Skills card forgers jailed

A criminal gang that sold fake construction skills cards has been sent to jail.

The forgers offered British passports, residence permits, degree certificates and Constructions Skills Certification Scheme (CSCS) cards – all of them fake. Prices ranged from £900 for a passport to £200 for a CSCS card or a degree certificate.

The ring was cracked by Immigration Enforcement’s criminal and financial investigation (CFI) team who unearthed wide-scale distribution of the fake documents.

The gang was led by Steven Kanaventi, 39, of Mulliner Street, Coventry, and Alfred Adekoya, 47, of Kingslake Street, London. They were jailed at Woolwich Crown Court and sentenced to 3 years 4 months and 2 weeks imprisonment having pleaded guilty to conspiracy to manufacture a fake document at an earlier hearing.

CFI inspector Ben Thomas said: “The criminal business that Kanaventi and Adekoya were running was designed to undermine the fundamental immigration rule that if you have no legal status in the UK, you have no right to work. Their customers hoped that the fake documents would be enough to convince prospective employers that they were entitled to work, in turn allowing them to a build a life for themselves in the UK to which they were simply not entitled.

“By bringing Kanaventi, Adekoya and their associates to justice we have stopped a concerted, systematic and financially motivated assault on the UK’s immigration system.”

- EXTRACTED INFORMATION
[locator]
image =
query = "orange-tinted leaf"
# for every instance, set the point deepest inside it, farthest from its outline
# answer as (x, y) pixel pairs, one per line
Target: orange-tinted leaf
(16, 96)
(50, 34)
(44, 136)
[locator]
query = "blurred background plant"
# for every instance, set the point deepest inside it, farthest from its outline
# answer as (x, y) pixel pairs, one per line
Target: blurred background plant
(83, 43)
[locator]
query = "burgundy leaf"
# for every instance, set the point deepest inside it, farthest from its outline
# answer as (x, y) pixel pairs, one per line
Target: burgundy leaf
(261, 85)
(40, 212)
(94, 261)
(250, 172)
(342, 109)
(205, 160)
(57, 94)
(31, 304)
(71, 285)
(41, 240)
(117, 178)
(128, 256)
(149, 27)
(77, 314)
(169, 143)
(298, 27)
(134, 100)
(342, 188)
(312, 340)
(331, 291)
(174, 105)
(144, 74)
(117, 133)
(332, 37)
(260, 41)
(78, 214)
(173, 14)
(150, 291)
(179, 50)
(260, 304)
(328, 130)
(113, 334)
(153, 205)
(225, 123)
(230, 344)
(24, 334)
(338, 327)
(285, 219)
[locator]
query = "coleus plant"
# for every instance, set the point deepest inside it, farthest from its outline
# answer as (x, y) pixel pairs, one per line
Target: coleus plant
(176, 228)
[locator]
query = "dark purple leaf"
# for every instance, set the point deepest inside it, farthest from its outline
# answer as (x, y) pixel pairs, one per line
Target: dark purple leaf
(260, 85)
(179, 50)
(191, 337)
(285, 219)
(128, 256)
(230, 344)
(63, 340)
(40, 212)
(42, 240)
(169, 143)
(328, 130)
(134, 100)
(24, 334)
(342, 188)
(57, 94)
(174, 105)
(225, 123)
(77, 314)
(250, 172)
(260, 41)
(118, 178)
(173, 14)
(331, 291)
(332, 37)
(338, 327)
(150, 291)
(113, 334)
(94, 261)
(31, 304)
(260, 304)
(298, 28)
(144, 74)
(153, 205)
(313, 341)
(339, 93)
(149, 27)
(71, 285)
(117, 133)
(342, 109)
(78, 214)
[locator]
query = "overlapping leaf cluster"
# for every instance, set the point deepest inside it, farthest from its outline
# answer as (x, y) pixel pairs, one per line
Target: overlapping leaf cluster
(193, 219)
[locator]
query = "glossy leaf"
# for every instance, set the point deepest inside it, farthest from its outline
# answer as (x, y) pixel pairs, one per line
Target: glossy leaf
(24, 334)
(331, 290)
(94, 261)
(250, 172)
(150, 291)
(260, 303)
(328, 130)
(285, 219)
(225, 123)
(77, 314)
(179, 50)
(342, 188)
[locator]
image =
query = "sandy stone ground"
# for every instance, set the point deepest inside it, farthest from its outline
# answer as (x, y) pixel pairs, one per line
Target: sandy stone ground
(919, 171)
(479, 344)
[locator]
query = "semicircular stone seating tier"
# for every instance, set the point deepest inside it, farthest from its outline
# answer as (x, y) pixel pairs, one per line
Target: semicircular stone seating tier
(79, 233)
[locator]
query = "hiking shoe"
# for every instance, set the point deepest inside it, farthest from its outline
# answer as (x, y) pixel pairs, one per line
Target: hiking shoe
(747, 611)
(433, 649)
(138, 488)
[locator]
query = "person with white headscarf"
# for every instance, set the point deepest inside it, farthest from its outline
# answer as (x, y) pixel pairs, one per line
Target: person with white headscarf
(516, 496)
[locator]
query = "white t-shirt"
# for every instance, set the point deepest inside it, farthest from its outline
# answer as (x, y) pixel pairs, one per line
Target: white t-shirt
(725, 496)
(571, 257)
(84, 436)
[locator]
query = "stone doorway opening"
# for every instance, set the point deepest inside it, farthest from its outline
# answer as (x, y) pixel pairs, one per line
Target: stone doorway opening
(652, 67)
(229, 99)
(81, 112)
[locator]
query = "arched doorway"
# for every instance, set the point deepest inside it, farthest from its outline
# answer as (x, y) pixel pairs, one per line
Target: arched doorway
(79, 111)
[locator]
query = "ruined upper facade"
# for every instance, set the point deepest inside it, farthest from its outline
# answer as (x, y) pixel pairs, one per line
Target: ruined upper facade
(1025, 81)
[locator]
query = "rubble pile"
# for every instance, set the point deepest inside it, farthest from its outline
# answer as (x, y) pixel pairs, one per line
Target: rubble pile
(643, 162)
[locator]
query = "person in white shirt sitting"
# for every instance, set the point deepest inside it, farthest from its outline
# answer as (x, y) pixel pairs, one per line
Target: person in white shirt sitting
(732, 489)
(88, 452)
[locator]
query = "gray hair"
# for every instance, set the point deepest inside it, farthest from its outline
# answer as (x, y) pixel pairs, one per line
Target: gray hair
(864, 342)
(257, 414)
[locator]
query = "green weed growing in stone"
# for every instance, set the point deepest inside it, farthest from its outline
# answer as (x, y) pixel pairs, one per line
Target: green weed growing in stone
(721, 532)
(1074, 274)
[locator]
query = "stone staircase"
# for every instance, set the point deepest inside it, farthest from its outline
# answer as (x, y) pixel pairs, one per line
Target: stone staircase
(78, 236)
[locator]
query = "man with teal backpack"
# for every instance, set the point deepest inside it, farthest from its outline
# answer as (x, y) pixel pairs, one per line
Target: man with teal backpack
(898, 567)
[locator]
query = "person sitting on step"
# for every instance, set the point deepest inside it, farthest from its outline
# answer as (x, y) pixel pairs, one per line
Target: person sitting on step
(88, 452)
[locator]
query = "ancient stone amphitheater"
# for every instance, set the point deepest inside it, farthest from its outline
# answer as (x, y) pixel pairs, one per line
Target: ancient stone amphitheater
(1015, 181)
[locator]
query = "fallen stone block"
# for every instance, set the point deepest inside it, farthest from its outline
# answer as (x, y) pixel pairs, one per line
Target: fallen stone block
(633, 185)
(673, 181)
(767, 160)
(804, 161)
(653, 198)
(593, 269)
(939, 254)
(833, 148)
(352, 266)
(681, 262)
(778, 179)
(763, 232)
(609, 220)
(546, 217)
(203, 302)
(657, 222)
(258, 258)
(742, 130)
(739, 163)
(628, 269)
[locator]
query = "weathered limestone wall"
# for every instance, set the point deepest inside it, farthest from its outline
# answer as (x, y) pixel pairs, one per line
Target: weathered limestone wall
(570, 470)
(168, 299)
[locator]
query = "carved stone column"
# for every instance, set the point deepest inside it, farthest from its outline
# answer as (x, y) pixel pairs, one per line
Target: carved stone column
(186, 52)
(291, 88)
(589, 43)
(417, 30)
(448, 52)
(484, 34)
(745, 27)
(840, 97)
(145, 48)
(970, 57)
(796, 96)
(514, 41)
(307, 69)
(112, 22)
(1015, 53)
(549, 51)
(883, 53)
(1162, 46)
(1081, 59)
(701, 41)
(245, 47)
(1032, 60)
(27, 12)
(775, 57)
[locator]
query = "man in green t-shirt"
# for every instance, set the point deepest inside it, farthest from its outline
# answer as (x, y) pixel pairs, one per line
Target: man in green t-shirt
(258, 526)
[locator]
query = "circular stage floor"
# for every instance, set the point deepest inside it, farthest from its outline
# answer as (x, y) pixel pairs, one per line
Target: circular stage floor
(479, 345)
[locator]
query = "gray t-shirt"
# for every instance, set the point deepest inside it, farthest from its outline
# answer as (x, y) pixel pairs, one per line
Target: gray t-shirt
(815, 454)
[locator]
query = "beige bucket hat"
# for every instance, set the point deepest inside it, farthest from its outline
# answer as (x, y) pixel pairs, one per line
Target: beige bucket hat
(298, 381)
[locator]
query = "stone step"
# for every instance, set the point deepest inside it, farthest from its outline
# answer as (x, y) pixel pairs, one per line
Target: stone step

- REQUIREMENTS
1. From the article on the jailed skills card forgers, return the passage from "Skills card forgers" up to and including "an earlier hearing.", copied verbatim.
2. According to the article on the jailed skills card forgers, at which court were Kanaventi and Adekoya jailed?

- EXERCISE RESULTS
1.
Skills card forgers jailed

A criminal gang that sold fake construction skills cards has been sent to jail.

The forgers offered British passports, residence permits, degree certificates and Constructions Skills Certification Scheme (CSCS) cards – all of them fake. Prices ranged from £900 for a passport to £200 for a CSCS card or a degree certificate.

The ring was cracked by Immigration Enforcement’s criminal and financial investigation (CFI) team who unearthed wide-scale distribution of the fake documents.

The gang was led by Steven Kanaventi, 39, of Mulliner Street, Coventry, and Alfred Adekoya, 47, of Kingslake Street, London. They were jailed at Woolwich Crown Court and sentenced to 3 years 4 months and 2 weeks imprisonment having pleaded guilty to conspiracy to manufacture a fake document at an earlier hearing.

2. Woolwich Crown Court